# Goal:
Convert all of the rows below into a Markdown table with two columns, No and Line, numbering each line and skipping blank lines. Leave the pictures out of the table.

== Supplied records

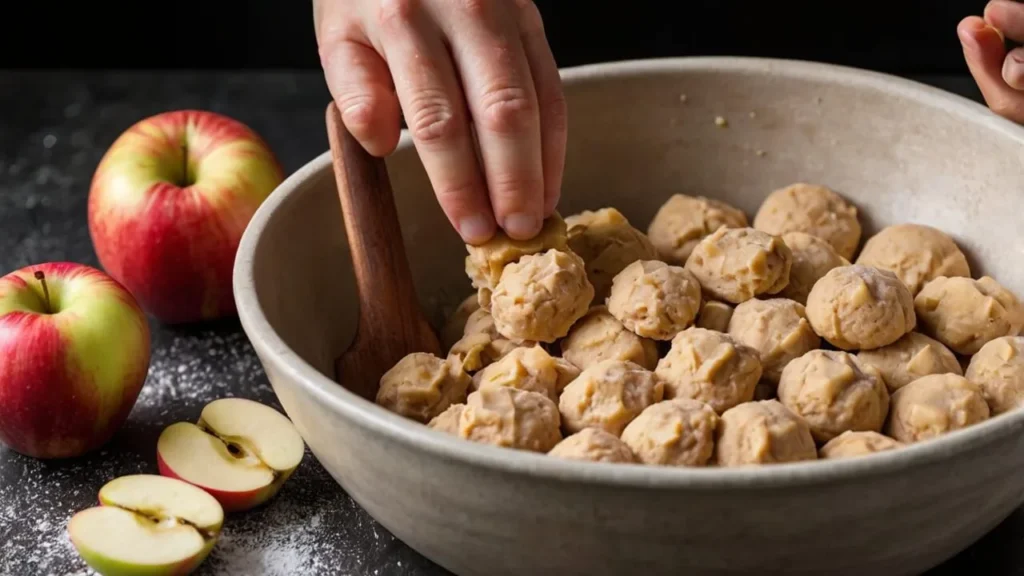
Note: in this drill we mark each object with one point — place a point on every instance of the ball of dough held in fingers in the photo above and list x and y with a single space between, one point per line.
860 307
683 220
998 370
598 335
541 296
762 433
777 328
654 299
909 358
965 314
594 445
736 264
915 253
608 395
813 209
934 405
607 243
673 433
834 393
711 367
812 258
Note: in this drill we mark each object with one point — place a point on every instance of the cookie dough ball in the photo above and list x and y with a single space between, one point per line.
850 444
762 433
607 396
998 370
909 358
965 314
834 393
736 264
812 258
683 220
815 210
528 369
860 307
777 328
934 405
594 445
541 296
714 316
485 262
654 299
598 335
607 243
674 433
711 367
916 253
422 385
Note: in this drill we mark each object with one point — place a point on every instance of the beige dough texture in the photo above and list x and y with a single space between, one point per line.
710 367
815 210
777 328
654 299
998 370
909 358
834 393
674 433
511 418
528 369
683 220
965 314
607 396
422 385
860 307
736 264
594 445
812 258
934 405
850 444
762 433
916 253
598 335
714 316
541 296
607 243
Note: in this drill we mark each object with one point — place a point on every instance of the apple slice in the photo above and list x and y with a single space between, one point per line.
242 452
146 524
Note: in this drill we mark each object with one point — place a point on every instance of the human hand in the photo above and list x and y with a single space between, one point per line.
999 74
480 93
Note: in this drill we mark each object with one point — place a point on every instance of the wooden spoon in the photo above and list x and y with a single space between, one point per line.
390 324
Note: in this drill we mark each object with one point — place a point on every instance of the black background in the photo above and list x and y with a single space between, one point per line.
898 36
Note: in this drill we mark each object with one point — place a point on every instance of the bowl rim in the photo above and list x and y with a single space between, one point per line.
284 361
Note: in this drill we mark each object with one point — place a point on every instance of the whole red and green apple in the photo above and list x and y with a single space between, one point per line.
74 355
168 205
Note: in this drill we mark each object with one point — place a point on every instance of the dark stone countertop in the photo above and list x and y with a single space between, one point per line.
55 127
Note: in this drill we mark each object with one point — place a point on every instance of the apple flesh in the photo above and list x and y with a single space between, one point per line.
146 524
168 204
242 452
74 355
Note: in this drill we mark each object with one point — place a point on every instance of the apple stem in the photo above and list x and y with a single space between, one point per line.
41 277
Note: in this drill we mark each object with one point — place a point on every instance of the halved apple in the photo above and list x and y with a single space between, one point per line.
146 524
242 452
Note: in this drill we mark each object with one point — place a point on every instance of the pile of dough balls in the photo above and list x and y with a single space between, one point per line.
714 339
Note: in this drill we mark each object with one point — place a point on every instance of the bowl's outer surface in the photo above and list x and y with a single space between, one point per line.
900 151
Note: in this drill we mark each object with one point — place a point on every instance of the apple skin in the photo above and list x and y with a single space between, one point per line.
68 380
168 204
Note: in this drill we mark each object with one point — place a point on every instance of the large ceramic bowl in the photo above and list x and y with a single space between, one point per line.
902 152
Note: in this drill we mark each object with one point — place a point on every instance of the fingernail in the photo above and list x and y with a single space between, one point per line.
521 225
475 229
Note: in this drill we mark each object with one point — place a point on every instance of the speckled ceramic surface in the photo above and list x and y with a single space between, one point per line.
640 131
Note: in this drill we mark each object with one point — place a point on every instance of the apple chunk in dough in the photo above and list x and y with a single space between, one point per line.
146 524
242 452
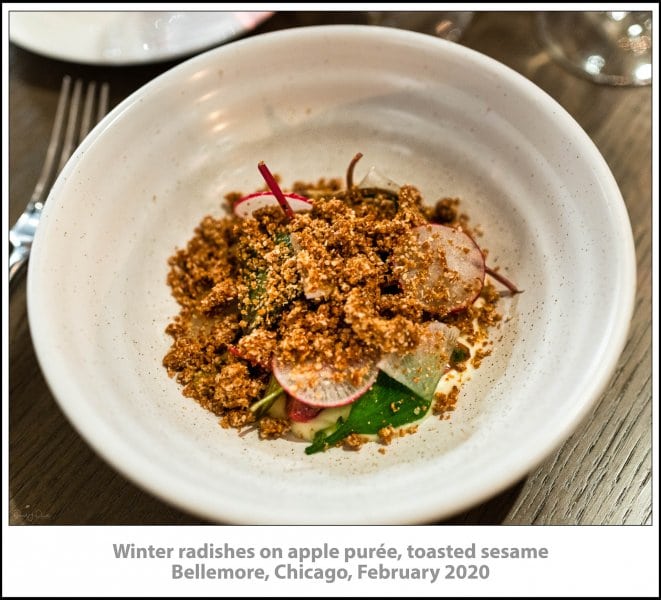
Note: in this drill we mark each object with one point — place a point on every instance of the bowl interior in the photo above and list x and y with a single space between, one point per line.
425 112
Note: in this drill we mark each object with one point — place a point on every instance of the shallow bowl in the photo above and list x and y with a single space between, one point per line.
424 111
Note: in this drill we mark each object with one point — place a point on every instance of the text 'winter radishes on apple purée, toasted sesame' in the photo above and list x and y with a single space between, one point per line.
335 312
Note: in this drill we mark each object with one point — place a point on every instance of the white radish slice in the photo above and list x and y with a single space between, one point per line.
247 205
444 271
421 369
376 179
325 387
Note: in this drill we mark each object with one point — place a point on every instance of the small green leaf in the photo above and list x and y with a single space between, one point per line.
272 393
386 403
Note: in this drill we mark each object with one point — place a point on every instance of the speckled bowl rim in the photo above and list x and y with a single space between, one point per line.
162 483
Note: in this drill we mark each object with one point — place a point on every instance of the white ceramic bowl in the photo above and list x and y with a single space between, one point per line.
424 111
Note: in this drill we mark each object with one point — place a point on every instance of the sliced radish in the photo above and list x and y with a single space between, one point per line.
421 369
445 270
301 412
376 179
247 205
322 387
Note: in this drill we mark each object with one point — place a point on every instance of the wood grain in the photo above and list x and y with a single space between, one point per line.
600 475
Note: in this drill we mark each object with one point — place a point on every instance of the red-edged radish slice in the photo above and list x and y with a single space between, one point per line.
421 369
322 387
245 206
376 179
444 270
300 412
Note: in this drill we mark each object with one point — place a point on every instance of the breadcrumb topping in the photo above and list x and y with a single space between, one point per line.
326 288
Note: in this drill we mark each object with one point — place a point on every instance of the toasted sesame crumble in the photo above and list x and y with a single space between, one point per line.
330 292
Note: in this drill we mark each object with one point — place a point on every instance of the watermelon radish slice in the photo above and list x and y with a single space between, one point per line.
444 271
245 207
320 388
299 412
421 369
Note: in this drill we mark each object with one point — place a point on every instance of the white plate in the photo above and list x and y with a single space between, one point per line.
121 38
425 111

====

# Complete answer:
| No | Line |
|---|---|
| 1 | Note: in this drill we mark each object with one point — place a point on every instance of the ball of dough held in fingers in the photo above and list x and y with a single space between, one point per line. |
| 2 | 860 307 |
| 3 | 683 220 |
| 4 | 998 370 |
| 5 | 598 335 |
| 6 | 541 296 |
| 7 | 762 433 |
| 8 | 777 328 |
| 9 | 654 299 |
| 10 | 909 358 |
| 11 | 965 314 |
| 12 | 594 445 |
| 13 | 736 264 |
| 14 | 915 253 |
| 15 | 608 395 |
| 16 | 813 209 |
| 17 | 934 405 |
| 18 | 607 243 |
| 19 | 673 433 |
| 20 | 834 393 |
| 21 | 711 367 |
| 22 | 812 258 |
| 23 | Note: in this drill we mark each object with one point — place a point on every instance of the cookie dough ball in the photo above and list x and y with a single space between, one point per line. |
| 24 | 850 444 |
| 25 | 762 433 |
| 26 | 607 396 |
| 27 | 998 370 |
| 28 | 909 358 |
| 29 | 965 314 |
| 30 | 834 393 |
| 31 | 736 264 |
| 32 | 812 258 |
| 33 | 683 220 |
| 34 | 815 210 |
| 35 | 528 369 |
| 36 | 860 307 |
| 37 | 777 328 |
| 38 | 934 405 |
| 39 | 594 445 |
| 40 | 541 296 |
| 41 | 714 316 |
| 42 | 485 262 |
| 43 | 654 299 |
| 44 | 598 335 |
| 45 | 607 243 |
| 46 | 674 433 |
| 47 | 711 367 |
| 48 | 916 253 |
| 49 | 422 385 |
| 50 | Note: in this drill we mark each object with one point — place a point on every instance of the beige dough texture in the photo above and list x and y with a single space between, one point per line. |
| 51 | 710 367 |
| 52 | 815 210 |
| 53 | 777 328 |
| 54 | 654 299 |
| 55 | 998 370 |
| 56 | 909 358 |
| 57 | 834 393 |
| 58 | 674 433 |
| 59 | 511 418 |
| 60 | 528 369 |
| 61 | 683 220 |
| 62 | 965 314 |
| 63 | 607 396 |
| 64 | 422 385 |
| 65 | 860 307 |
| 66 | 736 264 |
| 67 | 594 445 |
| 68 | 812 258 |
| 69 | 934 405 |
| 70 | 850 444 |
| 71 | 762 433 |
| 72 | 916 253 |
| 73 | 598 335 |
| 74 | 714 316 |
| 75 | 541 296 |
| 76 | 607 243 |
| 77 | Note: in this drill we mark each object with one point — place a point on every instance of the apple slice in the photo above and list x and y with a single space between, one point per line. |
| 78 | 242 452 |
| 79 | 146 524 |
| 80 | Note: in this drill we mark each object with one point — place a point on every instance of the human hand in the photo above and list x and y with a single space between, one point per line. |
| 81 | 999 74 |
| 82 | 480 93 |
| 83 | Note: in this drill we mark each object with one point — place a point on every instance of the wooden spoon in the photo above and list x and y with a single space between, one point per line. |
| 84 | 390 324 |
| 85 | Note: in this drill we mark each object with one point — place a point on every instance of the black background in the photo above and list x and y with a single space between, one point per line. |
| 86 | 898 36 |
| 87 | Note: in this drill we mark each object with one point — place a point on every instance of the bowl rim in the photo above and list x and y with a single space between, one point per line. |
| 88 | 284 361 |
| 89 | Note: in this drill we mark each object with one point — place a point on every instance of the whole red and green apple in the photo above and list x and y with a single space between, one point per line. |
| 90 | 74 355 |
| 91 | 168 205 |
| 92 | Note: in this drill we mark each object with one point — place a point on every instance of the dark stone countertop in the photo above and list x and y with a single space between, one point per line. |
| 93 | 55 127 |
| 94 | Note: in this drill we mark each object with one point — place a point on every instance of the apple flesh in the photo above and list x and y with a single space between, one point per line. |
| 95 | 146 524 |
| 96 | 168 204 |
| 97 | 242 452 |
| 98 | 74 355 |
| 99 | Note: in this drill we mark each object with one point — place a point on every instance of the apple stem in the photo above and list x and y with a single space between, one point per line. |
| 100 | 41 277 |
| 101 | Note: in this drill we mark each object with one point — place a point on every instance of the halved apple in the photo above and list x and y with a single space between, one point per line. |
| 102 | 146 524 |
| 103 | 242 452 |
| 104 | Note: in this drill we mark each object with one point — place a point on every instance of the pile of dough balls in the photo above and list x and y with a single space between, one point per line. |
| 105 | 714 339 |
| 106 | Note: in this drill we mark each object with one point — place a point on every instance of the bowl's outer surface in the photo above and list x and y with a single space between, one point per line. |
| 107 | 900 151 |
| 108 | Note: in this drill we mark each object with one point — place a point on every instance of the apple skin in the photo above and list x and y with a single space between, one point per line. |
| 109 | 68 380 |
| 110 | 168 204 |
| 111 | Note: in this drill we mark each object with one point — place a point on every instance of the large ceramic bowl in the photo above and list x and y with a single space between, one point per line. |
| 112 | 902 152 |
| 113 | Note: in this drill we mark each object with one point — place a point on every instance of the fingernail in the photo above and list x and y with a single space between, one point per line. |
| 114 | 521 225 |
| 115 | 475 229 |
| 116 | Note: in this drill we mark each object with one point — place a point on every instance of the speckled ceramic surface in the photo above and list x and y with a single space between, one point per line. |
| 117 | 640 131 |
| 118 | Note: in this drill we mark each object with one point — place a point on every instance of the apple chunk in dough in the photo above and list x and y with a single space between, one point per line. |
| 119 | 146 524 |
| 120 | 242 452 |
| 121 | Note: in this drill we mark each object with one point — place a point on every instance of the bowl interior in the photo above and list x and y with a single space between, one point per line. |
| 122 | 425 112 |
| 123 | Note: in this drill we mark each object with one point — place a point on every instance of the shallow bowl in the photo above and list x and y with a single space between, one point per line. |
| 124 | 424 111 |
| 125 | Note: in this drill we mark each object with one point — place a point on every instance of the text 'winter radishes on apple purée, toasted sesame' in the photo above and list x and y with a single space between, one point per line. |
| 126 | 335 312 |
| 127 | Note: in this drill we mark each object with one point — place a point on every instance of the white radish slice in the photo above and list x and y with a single space between, one point per line. |
| 128 | 247 205 |
| 129 | 444 271 |
| 130 | 421 369 |
| 131 | 376 179 |
| 132 | 325 387 |
| 133 | Note: in this drill we mark each object with one point — place a point on every instance of the small green leaf in the photo above and list x and y with a single space between, one point per line. |
| 134 | 272 393 |
| 135 | 386 403 |
| 136 | Note: in this drill we mark each object with one point — place a point on every instance of the speckled bowl rim in the photo above and list x and y with a single space between, one point per line. |
| 137 | 162 483 |
| 138 | Note: in this drill we mark each object with one point — place a point on every instance of the white ceramic bowl in the photo above and list x and y with a single space between, one point per line. |
| 139 | 424 111 |
| 140 | Note: in this drill we mark each object with one point — place a point on every instance of the sliced radish in the photo above and list x and y with a single space between, one point per line. |
| 141 | 421 369 |
| 142 | 445 270 |
| 143 | 301 412 |
| 144 | 376 179 |
| 145 | 247 205 |
| 146 | 322 387 |
| 147 | Note: in this drill we mark each object with one point — place a point on every instance of the wood grain in the photo above and list x and y with a single space between, one point per line. |
| 148 | 600 475 |
| 149 | Note: in this drill we mark each object with one point — place a point on every instance of the red-edged radish slice in the photo above and list x and y with a single space between, one point per line. |
| 150 | 421 369 |
| 151 | 322 387 |
| 152 | 245 206 |
| 153 | 376 179 |
| 154 | 444 270 |
| 155 | 300 412 |
| 156 | Note: in this drill we mark each object with one point — place a point on every instance of the breadcrumb topping in the photo above and list x and y with a single space between, one point per line. |
| 157 | 326 288 |
| 158 | Note: in this drill we mark each object with one point — place a point on every instance of the toasted sesame crumble in the photo above and list x and y with a single space between, one point per line. |
| 159 | 330 292 |
| 160 | Note: in this drill we mark each object with one point — place a point on every instance of the watermelon radish slice in the photo above and list x and y with a single space between, one point per line. |
| 161 | 444 271 |
| 162 | 245 207 |
| 163 | 320 388 |
| 164 | 299 412 |
| 165 | 421 369 |
| 166 | Note: in this drill we mark each object with one point — place a point on every instance of the white plate in the photo above and list x and y with a single space between, one point per line. |
| 167 | 121 38 |
| 168 | 425 111 |